From the first line to the last, repeat the data below exactly.

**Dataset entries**
-=-=-

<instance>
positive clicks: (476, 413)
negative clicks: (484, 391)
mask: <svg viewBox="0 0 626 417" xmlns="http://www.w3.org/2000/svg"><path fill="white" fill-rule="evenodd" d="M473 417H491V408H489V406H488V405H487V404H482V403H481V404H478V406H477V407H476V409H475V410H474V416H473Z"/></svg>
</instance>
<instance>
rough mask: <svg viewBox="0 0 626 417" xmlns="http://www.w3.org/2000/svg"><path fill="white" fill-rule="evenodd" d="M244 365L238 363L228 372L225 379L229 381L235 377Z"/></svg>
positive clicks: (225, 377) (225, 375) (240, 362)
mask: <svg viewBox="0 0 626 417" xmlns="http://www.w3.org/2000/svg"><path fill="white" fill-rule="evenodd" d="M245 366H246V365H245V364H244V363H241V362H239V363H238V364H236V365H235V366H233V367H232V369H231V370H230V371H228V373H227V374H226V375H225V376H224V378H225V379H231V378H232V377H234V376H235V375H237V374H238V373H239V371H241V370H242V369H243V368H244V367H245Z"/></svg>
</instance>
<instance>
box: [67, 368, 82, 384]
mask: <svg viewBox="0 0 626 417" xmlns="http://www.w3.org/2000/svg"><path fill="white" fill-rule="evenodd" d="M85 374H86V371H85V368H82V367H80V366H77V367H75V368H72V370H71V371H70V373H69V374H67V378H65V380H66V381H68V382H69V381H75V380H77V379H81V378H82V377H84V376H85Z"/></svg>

-=-=-

**EXPECTED OUTPUT**
<instance>
positive clicks: (476, 413)
negative clicks: (484, 391)
mask: <svg viewBox="0 0 626 417" xmlns="http://www.w3.org/2000/svg"><path fill="white" fill-rule="evenodd" d="M473 417H491V408H489V406H488V405H487V404H482V403H481V404H478V406H477V407H476V409H475V410H474V416H473Z"/></svg>
</instance>
<instance>
rough mask: <svg viewBox="0 0 626 417" xmlns="http://www.w3.org/2000/svg"><path fill="white" fill-rule="evenodd" d="M244 365L238 363L228 372L225 379L229 381L235 377Z"/></svg>
positive clicks: (225, 377) (225, 375) (240, 362)
mask: <svg viewBox="0 0 626 417" xmlns="http://www.w3.org/2000/svg"><path fill="white" fill-rule="evenodd" d="M245 366H246V365H245V364H244V363H241V362H239V363H238V364H236V365H235V366H233V367H232V369H231V370H230V371H228V373H227V374H226V375H225V376H224V378H225V379H231V378H232V377H234V376H235V375H237V374H238V373H239V371H241V370H242V369H243V368H244V367H245Z"/></svg>
</instance>
<instance>
box: [67, 368, 82, 384]
mask: <svg viewBox="0 0 626 417" xmlns="http://www.w3.org/2000/svg"><path fill="white" fill-rule="evenodd" d="M85 374H86V371H85V368H82V367H80V366H77V367H75V368H72V370H71V371H70V373H69V374H67V378H65V380H66V381H68V382H69V381H75V380H77V379H81V378H82V377H84V376H85Z"/></svg>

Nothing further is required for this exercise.